> _CHALLENGE_:
Which lines in the rows below contain the string "ridge"? Extract each one, treating uppercase and lowercase as different.

* BEGIN DATA FOR THIS EXERCISE *

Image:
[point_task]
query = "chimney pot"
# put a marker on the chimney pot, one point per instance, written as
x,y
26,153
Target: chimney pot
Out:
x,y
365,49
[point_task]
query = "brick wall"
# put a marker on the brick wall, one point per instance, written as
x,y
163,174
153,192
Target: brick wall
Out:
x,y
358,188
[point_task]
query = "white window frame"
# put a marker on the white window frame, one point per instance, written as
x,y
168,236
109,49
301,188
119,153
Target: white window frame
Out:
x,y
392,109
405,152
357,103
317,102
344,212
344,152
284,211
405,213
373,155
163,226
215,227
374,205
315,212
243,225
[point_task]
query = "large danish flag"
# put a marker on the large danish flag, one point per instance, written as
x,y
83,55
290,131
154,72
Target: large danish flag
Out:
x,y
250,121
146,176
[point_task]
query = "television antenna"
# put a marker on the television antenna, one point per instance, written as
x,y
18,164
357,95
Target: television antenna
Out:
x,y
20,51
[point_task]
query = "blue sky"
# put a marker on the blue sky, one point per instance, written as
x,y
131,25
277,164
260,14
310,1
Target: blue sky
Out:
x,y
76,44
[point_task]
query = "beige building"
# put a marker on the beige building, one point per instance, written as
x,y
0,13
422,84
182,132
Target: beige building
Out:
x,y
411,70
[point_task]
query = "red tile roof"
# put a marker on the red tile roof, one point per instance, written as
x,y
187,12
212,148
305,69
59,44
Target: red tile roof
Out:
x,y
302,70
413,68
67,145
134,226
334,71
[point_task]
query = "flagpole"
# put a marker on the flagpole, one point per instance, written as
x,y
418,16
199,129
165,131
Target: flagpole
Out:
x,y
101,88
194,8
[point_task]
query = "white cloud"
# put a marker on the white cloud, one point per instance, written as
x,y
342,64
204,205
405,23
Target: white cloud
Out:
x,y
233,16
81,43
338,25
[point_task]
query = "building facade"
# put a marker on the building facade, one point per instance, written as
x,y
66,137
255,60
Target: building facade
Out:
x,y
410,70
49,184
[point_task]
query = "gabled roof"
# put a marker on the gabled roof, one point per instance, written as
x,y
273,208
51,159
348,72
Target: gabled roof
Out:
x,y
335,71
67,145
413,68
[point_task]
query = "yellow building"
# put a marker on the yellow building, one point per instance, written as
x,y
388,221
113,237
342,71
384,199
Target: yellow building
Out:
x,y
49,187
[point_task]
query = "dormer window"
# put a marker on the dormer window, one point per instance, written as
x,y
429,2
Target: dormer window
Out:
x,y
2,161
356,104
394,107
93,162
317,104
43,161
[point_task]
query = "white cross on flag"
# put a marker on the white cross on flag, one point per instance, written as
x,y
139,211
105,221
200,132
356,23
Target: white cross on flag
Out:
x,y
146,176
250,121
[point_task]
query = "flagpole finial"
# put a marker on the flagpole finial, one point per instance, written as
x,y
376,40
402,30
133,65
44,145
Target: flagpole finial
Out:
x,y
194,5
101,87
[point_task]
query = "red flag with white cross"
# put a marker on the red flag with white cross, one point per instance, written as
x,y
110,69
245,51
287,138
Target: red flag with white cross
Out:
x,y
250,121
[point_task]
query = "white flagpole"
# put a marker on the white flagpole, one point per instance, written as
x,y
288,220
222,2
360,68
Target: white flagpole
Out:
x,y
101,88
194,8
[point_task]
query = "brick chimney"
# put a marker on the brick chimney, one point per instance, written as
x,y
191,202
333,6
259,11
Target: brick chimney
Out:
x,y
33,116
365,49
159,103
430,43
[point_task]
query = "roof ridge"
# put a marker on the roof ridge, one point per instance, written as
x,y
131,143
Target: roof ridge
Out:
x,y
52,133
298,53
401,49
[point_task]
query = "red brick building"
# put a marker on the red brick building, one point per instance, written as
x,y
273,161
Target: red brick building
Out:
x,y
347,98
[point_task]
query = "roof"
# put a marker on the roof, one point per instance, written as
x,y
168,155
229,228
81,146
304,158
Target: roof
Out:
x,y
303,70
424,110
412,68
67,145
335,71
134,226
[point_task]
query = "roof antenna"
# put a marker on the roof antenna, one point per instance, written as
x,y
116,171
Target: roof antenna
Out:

* END DATA FOR THIS EXERCISE *
* BEGIN DATA FOR THIS EXERCISE *

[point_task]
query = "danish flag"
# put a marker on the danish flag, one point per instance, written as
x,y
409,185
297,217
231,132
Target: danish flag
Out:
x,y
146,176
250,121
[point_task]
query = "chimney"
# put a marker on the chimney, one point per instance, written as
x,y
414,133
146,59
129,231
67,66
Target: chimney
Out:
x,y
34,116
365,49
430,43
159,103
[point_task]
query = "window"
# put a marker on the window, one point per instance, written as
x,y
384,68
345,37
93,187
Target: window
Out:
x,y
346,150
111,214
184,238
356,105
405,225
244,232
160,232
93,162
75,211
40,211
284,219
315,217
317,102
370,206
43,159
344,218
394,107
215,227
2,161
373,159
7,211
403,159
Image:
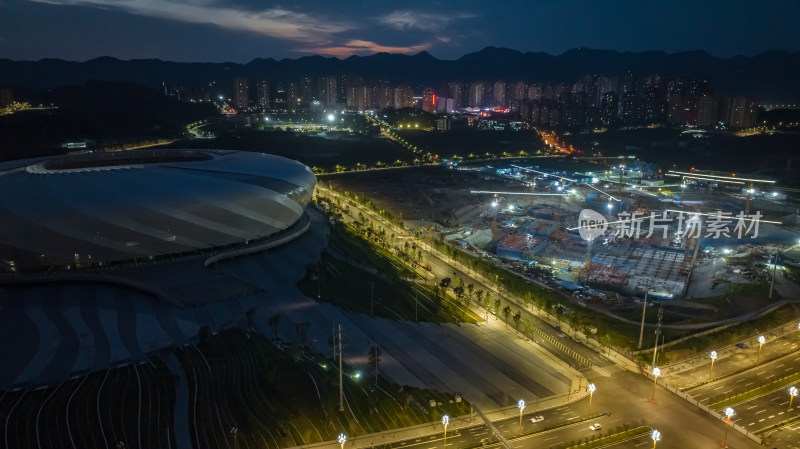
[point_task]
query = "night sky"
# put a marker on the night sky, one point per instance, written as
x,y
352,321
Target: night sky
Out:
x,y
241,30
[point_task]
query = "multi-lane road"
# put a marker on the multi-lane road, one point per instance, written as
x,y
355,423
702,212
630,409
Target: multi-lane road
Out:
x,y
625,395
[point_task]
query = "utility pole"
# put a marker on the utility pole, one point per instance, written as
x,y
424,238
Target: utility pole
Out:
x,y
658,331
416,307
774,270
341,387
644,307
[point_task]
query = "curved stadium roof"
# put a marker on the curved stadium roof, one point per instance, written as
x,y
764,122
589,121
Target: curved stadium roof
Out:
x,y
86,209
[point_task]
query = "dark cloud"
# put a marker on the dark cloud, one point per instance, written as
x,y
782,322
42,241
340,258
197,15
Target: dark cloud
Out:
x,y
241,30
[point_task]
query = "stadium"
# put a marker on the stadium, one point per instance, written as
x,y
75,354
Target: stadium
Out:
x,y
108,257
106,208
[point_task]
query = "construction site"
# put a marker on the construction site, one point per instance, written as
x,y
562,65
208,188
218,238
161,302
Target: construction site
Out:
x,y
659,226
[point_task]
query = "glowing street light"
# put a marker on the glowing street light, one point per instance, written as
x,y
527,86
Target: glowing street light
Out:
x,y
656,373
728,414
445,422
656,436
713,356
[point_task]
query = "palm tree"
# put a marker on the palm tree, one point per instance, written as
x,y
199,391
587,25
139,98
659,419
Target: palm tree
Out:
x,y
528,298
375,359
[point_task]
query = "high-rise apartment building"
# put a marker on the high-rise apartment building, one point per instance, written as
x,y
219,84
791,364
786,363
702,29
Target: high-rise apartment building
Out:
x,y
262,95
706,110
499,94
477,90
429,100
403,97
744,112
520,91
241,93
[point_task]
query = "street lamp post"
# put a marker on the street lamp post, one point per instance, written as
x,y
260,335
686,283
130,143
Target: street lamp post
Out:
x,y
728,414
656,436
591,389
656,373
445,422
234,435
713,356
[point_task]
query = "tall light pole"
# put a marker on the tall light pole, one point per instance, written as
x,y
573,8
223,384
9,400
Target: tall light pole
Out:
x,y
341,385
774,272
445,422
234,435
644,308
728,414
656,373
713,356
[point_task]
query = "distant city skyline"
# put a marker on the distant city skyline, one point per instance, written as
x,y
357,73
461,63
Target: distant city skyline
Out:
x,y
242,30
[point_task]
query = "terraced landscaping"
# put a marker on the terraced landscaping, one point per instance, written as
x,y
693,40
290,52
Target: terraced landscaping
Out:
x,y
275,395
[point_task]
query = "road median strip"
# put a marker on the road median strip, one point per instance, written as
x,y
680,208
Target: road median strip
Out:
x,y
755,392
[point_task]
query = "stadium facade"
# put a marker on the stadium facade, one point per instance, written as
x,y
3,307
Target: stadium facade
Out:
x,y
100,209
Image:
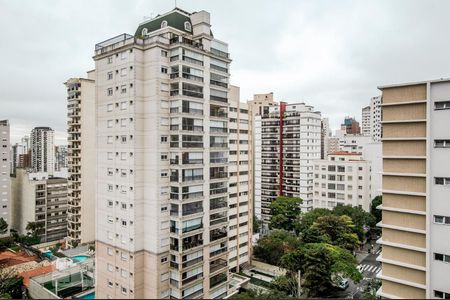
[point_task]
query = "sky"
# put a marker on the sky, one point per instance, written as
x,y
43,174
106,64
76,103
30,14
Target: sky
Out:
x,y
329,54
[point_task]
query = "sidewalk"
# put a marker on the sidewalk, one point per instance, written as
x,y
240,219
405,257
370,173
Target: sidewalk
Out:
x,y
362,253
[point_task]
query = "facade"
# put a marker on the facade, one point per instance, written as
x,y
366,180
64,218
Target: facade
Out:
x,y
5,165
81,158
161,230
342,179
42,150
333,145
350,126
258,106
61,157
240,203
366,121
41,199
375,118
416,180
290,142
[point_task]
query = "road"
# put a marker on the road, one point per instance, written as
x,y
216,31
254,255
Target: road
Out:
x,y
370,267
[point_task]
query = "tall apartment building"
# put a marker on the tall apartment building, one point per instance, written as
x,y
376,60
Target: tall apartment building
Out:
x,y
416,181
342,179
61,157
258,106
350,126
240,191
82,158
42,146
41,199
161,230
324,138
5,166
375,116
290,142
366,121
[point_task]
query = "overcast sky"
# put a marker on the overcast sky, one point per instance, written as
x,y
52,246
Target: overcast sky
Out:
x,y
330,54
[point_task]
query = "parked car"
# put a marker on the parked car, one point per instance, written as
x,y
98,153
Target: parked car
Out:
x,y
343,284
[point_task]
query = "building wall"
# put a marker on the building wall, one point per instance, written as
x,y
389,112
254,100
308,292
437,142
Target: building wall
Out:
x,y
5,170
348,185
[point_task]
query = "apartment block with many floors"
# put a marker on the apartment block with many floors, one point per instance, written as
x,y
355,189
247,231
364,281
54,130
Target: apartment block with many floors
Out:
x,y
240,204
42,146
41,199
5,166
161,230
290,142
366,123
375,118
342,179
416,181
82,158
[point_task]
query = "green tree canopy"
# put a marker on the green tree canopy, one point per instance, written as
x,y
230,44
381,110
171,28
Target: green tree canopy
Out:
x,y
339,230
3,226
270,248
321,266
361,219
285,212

* END DATA FOR THIS EXERCISE *

> _WRITTEN ANSWER_:
query = "roof ridge"
# put a marker on the roof ridge, one point per instance, written as
Target: roof ridge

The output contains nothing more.